■ **What is expected**
Identify every line in the rows below that contains the word "lake" and copy each of those lines. Case counts.

■ **Supplied records**
#####

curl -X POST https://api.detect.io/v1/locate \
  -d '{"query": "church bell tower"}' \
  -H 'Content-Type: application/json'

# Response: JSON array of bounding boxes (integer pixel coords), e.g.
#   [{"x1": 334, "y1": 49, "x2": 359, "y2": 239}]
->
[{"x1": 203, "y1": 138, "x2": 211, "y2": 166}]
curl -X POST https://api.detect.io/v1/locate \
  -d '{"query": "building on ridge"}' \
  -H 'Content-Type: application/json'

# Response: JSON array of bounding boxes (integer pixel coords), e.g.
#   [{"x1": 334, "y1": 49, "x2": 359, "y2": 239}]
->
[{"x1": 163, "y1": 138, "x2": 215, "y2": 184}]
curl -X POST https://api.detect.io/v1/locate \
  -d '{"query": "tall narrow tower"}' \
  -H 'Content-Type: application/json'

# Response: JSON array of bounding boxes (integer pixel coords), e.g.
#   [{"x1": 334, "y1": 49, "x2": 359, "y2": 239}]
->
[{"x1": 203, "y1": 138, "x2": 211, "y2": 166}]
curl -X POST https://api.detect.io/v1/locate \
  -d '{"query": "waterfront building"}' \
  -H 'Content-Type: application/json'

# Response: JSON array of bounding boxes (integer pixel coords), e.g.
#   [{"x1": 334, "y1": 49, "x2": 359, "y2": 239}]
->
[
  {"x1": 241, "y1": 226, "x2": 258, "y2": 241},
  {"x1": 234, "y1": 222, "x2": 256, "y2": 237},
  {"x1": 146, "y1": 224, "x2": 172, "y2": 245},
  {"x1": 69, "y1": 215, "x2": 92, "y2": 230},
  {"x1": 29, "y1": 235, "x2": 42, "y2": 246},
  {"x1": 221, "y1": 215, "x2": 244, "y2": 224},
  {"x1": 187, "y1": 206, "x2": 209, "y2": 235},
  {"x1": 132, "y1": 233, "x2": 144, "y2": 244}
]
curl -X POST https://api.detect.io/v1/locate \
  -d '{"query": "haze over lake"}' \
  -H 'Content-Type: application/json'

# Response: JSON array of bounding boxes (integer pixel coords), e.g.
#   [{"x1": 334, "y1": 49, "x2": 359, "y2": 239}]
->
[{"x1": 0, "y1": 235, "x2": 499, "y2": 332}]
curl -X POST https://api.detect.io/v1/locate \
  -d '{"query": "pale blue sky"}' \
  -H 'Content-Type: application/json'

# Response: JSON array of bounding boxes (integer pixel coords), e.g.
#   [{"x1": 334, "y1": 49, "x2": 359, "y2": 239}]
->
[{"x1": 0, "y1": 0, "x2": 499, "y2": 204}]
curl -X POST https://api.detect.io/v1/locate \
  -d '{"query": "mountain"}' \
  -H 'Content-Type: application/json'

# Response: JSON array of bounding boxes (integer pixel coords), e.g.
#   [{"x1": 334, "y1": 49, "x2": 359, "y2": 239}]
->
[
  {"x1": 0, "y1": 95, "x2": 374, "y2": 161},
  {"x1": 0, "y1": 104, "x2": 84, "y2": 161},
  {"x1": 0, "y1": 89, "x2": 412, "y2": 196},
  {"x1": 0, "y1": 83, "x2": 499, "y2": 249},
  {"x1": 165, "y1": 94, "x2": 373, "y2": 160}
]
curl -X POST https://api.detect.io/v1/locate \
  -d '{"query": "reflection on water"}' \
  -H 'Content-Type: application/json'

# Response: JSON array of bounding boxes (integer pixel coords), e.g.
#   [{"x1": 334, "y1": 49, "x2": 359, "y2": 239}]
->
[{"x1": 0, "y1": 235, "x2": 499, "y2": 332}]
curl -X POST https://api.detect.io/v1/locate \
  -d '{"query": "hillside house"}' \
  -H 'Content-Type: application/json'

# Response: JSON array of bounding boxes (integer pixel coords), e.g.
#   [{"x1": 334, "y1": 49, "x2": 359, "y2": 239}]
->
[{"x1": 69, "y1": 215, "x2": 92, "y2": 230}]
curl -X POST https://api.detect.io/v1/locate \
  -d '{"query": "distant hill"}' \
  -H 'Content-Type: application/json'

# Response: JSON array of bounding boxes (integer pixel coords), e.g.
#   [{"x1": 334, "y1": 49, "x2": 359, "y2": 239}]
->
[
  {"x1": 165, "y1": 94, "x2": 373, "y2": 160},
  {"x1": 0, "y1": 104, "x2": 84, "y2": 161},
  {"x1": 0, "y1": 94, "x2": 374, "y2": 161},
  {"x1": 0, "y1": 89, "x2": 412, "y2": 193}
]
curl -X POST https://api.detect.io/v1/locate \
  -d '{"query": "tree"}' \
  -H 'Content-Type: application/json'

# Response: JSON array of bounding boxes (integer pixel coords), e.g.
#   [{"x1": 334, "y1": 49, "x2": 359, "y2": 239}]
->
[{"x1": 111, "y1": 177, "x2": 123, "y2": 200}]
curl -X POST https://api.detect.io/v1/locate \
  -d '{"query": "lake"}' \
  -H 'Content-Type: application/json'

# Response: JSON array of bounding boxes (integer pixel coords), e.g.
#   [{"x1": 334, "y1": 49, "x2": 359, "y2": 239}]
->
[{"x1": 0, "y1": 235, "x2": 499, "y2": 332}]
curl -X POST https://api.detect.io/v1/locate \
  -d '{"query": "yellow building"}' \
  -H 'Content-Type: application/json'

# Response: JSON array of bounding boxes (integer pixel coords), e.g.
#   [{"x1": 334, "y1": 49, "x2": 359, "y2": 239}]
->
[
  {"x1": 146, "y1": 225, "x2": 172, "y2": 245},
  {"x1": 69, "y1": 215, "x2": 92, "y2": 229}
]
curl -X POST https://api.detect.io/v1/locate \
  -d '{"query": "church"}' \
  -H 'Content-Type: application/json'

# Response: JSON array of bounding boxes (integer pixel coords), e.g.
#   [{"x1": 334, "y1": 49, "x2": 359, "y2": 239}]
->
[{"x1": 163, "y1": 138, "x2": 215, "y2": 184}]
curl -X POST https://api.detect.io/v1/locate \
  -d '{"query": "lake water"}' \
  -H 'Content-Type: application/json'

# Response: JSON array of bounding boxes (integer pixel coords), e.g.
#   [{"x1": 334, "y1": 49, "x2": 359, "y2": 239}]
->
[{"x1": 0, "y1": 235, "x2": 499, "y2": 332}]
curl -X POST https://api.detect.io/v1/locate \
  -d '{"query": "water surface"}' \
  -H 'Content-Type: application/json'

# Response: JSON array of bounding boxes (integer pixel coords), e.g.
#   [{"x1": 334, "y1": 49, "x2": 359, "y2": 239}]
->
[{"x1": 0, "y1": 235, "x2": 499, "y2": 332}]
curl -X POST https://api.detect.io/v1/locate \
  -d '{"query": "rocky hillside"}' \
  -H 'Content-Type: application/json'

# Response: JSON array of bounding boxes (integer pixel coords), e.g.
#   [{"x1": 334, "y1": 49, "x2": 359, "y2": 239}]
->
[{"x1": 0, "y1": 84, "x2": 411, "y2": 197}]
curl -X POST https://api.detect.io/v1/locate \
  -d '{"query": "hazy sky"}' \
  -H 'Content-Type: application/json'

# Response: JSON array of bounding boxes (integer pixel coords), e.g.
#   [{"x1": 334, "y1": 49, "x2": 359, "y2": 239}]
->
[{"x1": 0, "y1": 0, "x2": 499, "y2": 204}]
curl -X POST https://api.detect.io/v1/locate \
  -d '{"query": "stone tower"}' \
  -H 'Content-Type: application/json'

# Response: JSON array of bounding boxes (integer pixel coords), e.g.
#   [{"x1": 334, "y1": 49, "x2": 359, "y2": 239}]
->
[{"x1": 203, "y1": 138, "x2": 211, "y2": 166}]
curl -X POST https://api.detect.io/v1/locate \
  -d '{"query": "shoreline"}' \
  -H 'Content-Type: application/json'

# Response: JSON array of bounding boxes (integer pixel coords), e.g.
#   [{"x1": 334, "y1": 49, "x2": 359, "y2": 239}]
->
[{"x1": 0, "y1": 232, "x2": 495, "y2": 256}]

#####

■ **Complete answer**
  -d '{"query": "haze over lake"}' \
  -d '{"query": "lake"}' \
  -d '{"query": "lake water"}' \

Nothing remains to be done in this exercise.